WORK INSTRUCTIONS. Present every line of the material below as a Markdown table with two columns, headed No. and Line, numbering the rows and skipping any blank lines.

Items from a data source:
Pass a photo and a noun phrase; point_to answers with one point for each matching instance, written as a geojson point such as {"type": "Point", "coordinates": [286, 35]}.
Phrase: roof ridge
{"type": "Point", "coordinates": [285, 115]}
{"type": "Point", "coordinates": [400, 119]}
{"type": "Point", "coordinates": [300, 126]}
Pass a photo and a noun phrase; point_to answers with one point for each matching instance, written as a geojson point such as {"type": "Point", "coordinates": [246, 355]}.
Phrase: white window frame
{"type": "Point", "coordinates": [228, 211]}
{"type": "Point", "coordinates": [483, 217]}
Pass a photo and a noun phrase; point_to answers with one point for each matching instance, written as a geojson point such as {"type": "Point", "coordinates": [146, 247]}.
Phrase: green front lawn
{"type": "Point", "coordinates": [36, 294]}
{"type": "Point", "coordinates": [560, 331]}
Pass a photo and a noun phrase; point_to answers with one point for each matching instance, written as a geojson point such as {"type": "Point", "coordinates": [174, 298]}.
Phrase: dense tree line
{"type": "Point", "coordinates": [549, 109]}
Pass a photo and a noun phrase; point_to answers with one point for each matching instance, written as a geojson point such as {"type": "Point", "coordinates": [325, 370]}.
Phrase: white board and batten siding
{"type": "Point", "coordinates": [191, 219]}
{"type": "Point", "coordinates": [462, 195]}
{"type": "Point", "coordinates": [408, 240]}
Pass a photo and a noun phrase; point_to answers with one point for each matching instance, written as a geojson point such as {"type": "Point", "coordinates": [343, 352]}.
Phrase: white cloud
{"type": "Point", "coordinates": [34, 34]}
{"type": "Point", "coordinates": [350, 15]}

EXERCISE SOLUTION.
| No. | Line |
|---|---|
| 1 | Pass a photo and a noun phrase; point_to answers with one point for each matching instance, written as a geojson point such as {"type": "Point", "coordinates": [286, 35]}. |
| 2 | Phrase: roof ridge |
| 3 | {"type": "Point", "coordinates": [285, 115]} |
| 4 | {"type": "Point", "coordinates": [400, 119]} |
| 5 | {"type": "Point", "coordinates": [300, 126]} |
| 6 | Pass a photo and a noun phrase; point_to answers with one point for each matching instance, written as a geojson point such as {"type": "Point", "coordinates": [246, 355]}. |
| 7 | Phrase: white window frame |
| 8 | {"type": "Point", "coordinates": [228, 211]} |
| 9 | {"type": "Point", "coordinates": [483, 217]} |
| 10 | Pass a photo and a noun phrase; point_to answers with one point for each matching instance, written as a geojson point such as {"type": "Point", "coordinates": [146, 247]}. |
| 11 | Phrase: green front lawn |
| 12 | {"type": "Point", "coordinates": [36, 294]} |
| 13 | {"type": "Point", "coordinates": [560, 331]} |
| 14 | Pass a photo and a noun phrase; point_to answers with one point for each matching instance, written as a geojson point such as {"type": "Point", "coordinates": [174, 298]}. |
| 15 | Phrase: dense tree line |
| 16 | {"type": "Point", "coordinates": [549, 109]} |
| 17 | Pass a photo and a noun phrase; point_to answers with one point for each matching instance, written as a geojson point such as {"type": "Point", "coordinates": [325, 370]}. |
| 18 | Phrase: white board and batten siding |
| 19 | {"type": "Point", "coordinates": [191, 219]} |
| 20 | {"type": "Point", "coordinates": [462, 195]} |
| 21 | {"type": "Point", "coordinates": [408, 240]} |
| 22 | Pass a photo and a noun phrase; point_to answers with one point for each matching instance, written as a geojson point such as {"type": "Point", "coordinates": [343, 352]}. |
| 23 | Phrase: white cloud |
| 24 | {"type": "Point", "coordinates": [34, 34]} |
| 25 | {"type": "Point", "coordinates": [350, 15]} |